-------- Data provided --------
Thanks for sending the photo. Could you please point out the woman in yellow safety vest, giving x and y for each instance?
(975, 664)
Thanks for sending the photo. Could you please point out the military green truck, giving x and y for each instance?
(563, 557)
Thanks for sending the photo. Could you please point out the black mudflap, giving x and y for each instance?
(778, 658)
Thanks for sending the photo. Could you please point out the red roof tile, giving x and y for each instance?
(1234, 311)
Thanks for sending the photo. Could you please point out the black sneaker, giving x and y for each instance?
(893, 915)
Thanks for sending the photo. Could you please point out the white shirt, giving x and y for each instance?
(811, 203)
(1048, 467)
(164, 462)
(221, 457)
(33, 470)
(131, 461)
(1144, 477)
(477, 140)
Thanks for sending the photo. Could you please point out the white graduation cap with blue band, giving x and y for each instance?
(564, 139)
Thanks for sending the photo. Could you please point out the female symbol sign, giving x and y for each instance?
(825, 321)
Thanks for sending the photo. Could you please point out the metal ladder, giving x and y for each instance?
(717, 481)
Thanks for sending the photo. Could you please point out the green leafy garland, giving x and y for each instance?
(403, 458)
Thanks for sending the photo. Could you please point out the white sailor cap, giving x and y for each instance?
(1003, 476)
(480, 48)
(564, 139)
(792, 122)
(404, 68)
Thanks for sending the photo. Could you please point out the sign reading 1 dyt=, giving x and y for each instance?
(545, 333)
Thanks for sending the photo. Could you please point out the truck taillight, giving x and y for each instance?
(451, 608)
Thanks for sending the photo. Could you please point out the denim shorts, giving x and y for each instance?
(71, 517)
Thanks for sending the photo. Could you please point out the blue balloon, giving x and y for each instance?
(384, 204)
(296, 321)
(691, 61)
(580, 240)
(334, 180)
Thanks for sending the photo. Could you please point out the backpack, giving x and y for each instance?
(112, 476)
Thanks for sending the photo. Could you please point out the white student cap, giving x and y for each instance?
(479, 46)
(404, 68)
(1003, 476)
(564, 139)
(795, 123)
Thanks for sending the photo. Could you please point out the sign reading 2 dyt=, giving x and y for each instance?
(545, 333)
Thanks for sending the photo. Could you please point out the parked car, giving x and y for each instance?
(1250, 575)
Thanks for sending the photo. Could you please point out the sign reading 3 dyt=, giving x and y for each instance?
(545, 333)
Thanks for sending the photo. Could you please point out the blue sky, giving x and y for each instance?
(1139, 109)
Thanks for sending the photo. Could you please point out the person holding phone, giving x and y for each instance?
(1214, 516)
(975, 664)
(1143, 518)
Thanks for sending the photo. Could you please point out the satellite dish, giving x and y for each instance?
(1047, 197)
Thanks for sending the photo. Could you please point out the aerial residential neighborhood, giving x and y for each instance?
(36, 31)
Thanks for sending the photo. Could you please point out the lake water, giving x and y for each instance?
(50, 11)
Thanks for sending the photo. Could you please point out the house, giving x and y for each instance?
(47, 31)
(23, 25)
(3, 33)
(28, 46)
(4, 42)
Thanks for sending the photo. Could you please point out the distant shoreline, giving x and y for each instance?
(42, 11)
--------
- _Work required_
Reproduce the entire listing above line for line, without altering a single character.

- _Output for this task_
Thanks for sending the photo. Could you please point out the woman in yellow safety vest, giving x and y for each instance?
(975, 664)
Thanks for sending the photo. Could you please point out the military green truck, giving x and y for each instance?
(563, 557)
Thanks for sending the photo. Could you please point out the black mudflap, giving x and y for each instance?
(778, 658)
Thanks for sending the photo. Could you please point out the red roof tile, giving x and y for each instance?
(1234, 311)
Thanks for sending the photo. Could you please point out the black sneaker, giving x and y for each instance?
(893, 915)
Thanks for sending the photo. Could you please point out the white shirt, giving x and y for each instance?
(811, 203)
(1048, 467)
(164, 462)
(221, 457)
(33, 470)
(131, 461)
(1144, 477)
(477, 140)
Thanks for sending the photo. Could you please point out the white graduation cap with blue band, giving x and y for each instance?
(564, 139)
Thanks for sending the photo. Could you please point out the female symbol sign, giving x and y for each instance?
(825, 321)
Thanks for sending the photo. Could you please point out the metal ladder, giving x and y for each instance?
(717, 481)
Thanks for sending the photo. Could you please point out the green leafy garland, giving x and y for each instance?
(403, 458)
Thanks for sending the photo. Could you please point out the white sailor cap, giving x and y for each instance?
(1003, 476)
(480, 48)
(564, 139)
(792, 122)
(404, 68)
Thanks for sending the photo. Could you please point out the sign reading 1 dyt=, giving x and y for each instance?
(545, 333)
Thanks for sending the photo. Could you please point out the truck taillight, giving x and y for each instance?
(451, 608)
Thanks for sending the photo. Could you please point out the denim shorts, giving x and y for each instance?
(71, 517)
Thanks for sending the photo. Could you please point out the blue balloon, giving x and y for each instance?
(384, 204)
(296, 321)
(691, 61)
(580, 240)
(334, 180)
Thanks for sending the photo. Could you please point out the backpack, giving x and y for each instance?
(112, 476)
Thanks for sending the photo. Could you please point out the white student cap, giving x and y for each instance?
(479, 46)
(404, 68)
(1003, 476)
(564, 139)
(795, 123)
Thanks for sending the photo. Could you please point out the sign reading 2 dyt=, giving x and y for each instance?
(545, 333)
Thanks for sending the photo. Could you please point out the parked car, giving x and y for each instance?
(1250, 575)
Thanks for sending the photo. Could you please point out the sign reading 3 dyt=, giving x and y for each instance?
(545, 333)
Thanks for sending the photo. Could you please point out the blue sky, giving x and y for each instance?
(1139, 109)
Thanks for sending the photo. Could you please point out the person holding phone, giving x and y for each instance?
(1214, 516)
(975, 664)
(1143, 518)
Thanks for sending the photo. Could you please point out the satellite dish, giving x and y for each instance?
(1047, 197)
Thanks for sending the photo. Could you please point out the aerial residential neighborhood, giving x and y for each instance?
(36, 31)
Thanks for sending the photo. Could you please point out the lake water, giving x and y for each instance?
(50, 11)
Thanks for sending the photo. Could you please point out the house, giving x and y for each instance?
(47, 31)
(23, 25)
(3, 33)
(28, 46)
(4, 42)
Thanks for sending the photo. Could you please point out the distant shoreline, giving x and y for each instance?
(42, 11)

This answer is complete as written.